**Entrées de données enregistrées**
▬▬▬▬▬▬▬▬▬▬
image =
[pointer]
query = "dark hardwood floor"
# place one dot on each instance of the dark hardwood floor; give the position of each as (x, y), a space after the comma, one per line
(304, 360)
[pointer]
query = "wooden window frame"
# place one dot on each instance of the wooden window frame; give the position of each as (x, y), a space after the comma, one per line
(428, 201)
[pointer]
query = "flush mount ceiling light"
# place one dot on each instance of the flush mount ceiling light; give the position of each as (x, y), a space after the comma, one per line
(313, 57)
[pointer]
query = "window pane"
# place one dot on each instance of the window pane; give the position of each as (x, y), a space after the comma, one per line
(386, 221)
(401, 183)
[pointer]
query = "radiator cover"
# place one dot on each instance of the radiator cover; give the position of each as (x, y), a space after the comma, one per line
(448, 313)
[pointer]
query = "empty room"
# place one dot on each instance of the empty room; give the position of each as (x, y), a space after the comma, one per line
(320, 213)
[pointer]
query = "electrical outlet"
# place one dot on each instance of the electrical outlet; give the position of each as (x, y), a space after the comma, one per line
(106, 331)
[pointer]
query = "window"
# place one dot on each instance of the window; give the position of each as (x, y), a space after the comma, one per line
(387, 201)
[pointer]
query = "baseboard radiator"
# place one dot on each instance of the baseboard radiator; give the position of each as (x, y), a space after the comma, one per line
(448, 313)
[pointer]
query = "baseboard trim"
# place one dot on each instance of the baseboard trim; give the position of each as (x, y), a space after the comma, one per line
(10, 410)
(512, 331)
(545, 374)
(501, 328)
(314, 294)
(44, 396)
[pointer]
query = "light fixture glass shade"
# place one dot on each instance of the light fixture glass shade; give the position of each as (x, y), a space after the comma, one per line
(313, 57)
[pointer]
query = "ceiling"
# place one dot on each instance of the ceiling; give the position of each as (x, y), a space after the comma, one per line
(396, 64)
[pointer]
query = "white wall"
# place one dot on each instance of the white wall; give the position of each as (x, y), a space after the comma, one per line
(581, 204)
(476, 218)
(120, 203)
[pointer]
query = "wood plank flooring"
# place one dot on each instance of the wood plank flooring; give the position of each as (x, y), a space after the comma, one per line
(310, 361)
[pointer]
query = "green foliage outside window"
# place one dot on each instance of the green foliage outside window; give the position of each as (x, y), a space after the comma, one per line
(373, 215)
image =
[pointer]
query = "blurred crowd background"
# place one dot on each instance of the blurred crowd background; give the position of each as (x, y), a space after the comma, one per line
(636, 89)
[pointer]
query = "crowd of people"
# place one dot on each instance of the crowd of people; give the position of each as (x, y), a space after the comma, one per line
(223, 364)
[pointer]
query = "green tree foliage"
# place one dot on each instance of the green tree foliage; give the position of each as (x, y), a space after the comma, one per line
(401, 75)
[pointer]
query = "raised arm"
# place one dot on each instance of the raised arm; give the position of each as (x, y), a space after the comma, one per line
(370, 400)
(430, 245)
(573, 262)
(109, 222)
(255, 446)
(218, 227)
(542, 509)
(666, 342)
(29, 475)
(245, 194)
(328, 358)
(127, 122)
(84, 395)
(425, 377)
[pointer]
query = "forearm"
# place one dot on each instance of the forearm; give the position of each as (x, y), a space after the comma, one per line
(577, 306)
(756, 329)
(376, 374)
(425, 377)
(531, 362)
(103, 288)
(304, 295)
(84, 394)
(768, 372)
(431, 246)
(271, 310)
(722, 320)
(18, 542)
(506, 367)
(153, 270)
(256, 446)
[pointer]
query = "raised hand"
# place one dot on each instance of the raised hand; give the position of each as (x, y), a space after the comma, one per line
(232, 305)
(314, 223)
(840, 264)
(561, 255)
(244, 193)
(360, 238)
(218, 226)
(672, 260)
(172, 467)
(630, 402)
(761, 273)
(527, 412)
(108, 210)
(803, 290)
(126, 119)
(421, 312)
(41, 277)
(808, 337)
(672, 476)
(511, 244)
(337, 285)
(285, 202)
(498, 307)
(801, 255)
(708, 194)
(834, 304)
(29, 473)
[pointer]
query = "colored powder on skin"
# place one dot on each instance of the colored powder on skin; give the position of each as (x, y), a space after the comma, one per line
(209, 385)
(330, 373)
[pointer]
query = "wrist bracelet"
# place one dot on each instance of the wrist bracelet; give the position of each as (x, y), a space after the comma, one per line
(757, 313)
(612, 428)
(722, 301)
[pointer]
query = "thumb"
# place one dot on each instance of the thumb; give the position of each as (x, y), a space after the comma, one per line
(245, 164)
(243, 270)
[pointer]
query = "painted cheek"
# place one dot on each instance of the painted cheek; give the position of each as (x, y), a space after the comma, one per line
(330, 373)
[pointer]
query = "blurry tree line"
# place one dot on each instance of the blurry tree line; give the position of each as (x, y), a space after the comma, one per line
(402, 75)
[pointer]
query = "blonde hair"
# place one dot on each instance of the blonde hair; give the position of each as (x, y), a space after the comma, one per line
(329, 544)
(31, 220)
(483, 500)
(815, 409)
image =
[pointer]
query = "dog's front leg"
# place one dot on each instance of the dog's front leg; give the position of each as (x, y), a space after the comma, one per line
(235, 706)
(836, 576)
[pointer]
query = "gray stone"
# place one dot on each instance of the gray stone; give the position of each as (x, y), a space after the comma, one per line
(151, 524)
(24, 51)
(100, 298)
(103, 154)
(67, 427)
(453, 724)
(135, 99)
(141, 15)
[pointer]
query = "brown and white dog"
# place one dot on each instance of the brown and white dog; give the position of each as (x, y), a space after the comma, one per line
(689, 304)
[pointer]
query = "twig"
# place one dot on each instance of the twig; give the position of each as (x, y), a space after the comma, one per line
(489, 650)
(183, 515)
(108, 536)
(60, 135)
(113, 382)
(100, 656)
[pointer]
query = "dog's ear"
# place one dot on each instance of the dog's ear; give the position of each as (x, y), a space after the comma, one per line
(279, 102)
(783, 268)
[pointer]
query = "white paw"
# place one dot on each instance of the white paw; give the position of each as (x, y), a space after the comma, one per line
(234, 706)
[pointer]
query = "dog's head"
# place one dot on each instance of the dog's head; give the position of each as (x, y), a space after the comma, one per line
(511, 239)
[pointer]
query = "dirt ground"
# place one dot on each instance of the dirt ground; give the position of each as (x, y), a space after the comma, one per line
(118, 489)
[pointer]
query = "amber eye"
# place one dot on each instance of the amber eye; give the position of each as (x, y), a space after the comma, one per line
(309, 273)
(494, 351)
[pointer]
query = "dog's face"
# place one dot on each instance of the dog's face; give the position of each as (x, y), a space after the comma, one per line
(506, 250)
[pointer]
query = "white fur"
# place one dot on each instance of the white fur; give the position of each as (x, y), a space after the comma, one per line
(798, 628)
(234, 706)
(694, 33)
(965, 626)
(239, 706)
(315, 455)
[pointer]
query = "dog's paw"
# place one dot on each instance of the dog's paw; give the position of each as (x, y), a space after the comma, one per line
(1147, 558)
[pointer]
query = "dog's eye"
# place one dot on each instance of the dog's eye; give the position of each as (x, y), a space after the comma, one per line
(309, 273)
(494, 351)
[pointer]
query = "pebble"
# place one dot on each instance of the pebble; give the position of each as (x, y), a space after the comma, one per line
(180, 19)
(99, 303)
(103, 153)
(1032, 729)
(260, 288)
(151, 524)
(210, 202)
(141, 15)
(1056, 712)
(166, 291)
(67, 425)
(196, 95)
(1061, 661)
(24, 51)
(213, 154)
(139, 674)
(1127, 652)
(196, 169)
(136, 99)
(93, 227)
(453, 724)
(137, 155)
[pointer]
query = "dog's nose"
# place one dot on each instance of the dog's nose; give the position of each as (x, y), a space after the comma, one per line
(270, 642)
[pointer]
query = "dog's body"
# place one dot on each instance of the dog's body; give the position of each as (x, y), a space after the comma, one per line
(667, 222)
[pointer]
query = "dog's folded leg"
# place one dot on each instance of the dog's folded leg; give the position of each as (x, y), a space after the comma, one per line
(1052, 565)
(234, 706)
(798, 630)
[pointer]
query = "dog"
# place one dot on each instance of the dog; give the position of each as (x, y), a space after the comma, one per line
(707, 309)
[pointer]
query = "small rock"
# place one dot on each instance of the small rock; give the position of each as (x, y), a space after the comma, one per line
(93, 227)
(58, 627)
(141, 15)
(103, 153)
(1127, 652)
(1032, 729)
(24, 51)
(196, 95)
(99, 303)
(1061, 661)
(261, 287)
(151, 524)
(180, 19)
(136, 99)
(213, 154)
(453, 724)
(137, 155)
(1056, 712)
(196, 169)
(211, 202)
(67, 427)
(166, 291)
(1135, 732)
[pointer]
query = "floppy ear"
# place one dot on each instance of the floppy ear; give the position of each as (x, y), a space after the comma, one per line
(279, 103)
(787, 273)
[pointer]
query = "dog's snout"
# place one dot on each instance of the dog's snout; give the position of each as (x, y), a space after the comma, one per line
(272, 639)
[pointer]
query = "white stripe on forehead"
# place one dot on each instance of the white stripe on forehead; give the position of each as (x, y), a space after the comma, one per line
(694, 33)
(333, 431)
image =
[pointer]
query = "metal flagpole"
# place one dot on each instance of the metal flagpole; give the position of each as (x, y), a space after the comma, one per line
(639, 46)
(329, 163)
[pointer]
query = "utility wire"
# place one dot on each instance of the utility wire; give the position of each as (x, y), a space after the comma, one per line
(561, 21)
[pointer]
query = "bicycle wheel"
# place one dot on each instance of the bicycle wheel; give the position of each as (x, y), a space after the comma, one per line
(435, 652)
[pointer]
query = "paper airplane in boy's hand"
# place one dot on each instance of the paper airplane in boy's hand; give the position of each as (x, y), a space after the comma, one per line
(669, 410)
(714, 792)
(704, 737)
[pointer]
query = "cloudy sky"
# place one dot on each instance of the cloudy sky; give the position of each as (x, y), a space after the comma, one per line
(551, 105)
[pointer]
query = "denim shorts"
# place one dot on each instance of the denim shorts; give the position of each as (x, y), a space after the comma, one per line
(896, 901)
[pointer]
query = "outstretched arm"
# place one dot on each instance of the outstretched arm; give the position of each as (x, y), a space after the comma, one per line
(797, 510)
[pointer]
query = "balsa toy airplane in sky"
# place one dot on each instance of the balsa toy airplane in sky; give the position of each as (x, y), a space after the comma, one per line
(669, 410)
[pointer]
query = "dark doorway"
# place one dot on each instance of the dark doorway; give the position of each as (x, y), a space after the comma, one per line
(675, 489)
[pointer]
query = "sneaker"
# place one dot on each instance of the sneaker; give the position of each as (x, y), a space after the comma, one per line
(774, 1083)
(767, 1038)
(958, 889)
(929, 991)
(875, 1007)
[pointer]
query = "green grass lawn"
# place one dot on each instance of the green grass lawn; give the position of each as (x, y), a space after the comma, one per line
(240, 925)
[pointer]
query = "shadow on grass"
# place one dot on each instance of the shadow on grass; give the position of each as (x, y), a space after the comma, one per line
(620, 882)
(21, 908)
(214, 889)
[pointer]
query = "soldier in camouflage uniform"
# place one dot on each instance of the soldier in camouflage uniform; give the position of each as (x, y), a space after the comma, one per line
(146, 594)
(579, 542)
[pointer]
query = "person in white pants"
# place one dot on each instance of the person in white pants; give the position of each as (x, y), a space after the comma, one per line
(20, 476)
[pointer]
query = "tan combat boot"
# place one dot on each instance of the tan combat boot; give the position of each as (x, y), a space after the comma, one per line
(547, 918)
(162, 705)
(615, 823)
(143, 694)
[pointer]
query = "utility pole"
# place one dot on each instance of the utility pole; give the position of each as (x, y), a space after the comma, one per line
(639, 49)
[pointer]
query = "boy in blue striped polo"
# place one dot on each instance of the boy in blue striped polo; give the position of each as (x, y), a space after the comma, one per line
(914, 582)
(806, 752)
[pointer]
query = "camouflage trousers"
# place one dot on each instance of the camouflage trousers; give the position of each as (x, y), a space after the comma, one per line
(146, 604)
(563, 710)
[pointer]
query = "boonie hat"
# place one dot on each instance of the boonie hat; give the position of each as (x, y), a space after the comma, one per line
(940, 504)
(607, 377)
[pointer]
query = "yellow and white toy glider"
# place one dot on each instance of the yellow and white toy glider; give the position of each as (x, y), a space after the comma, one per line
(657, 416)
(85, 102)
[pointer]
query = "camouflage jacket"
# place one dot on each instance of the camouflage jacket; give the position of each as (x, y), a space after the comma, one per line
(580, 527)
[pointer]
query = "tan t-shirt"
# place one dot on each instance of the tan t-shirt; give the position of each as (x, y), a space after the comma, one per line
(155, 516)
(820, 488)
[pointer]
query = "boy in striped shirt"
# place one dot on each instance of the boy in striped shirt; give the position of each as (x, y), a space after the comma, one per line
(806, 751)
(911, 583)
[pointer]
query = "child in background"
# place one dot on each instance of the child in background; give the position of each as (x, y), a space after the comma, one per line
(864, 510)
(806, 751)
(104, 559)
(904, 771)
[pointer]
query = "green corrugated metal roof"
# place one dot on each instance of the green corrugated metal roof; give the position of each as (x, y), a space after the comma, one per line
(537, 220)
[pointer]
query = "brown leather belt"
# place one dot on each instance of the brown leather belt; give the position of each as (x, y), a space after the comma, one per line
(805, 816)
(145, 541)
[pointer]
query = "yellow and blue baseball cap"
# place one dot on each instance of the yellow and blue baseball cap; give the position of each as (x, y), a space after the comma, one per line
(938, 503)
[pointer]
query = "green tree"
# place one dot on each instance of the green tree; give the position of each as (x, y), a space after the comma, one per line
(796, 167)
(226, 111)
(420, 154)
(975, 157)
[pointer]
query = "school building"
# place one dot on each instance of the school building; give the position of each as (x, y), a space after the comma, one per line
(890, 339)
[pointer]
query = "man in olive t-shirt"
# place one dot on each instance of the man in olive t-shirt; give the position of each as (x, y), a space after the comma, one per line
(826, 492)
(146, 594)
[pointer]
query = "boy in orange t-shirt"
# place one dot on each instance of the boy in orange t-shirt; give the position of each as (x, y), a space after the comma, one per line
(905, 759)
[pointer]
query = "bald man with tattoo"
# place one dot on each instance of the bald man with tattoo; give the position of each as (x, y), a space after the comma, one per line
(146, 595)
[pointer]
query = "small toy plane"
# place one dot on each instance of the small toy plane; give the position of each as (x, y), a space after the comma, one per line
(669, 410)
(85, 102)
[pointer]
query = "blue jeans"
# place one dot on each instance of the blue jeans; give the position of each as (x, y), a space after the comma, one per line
▬▬▬▬▬▬▬▬▬▬
**CONSIGNES**
Extrayez des données ci-dessus chaque ligne où figure la chaîne « cloudy ».

**RÉSULTAT OBTENU**
query = "cloudy sky"
# place one dot on each instance of the cloudy sky; give the position of each as (x, y), a space after the comma, one per line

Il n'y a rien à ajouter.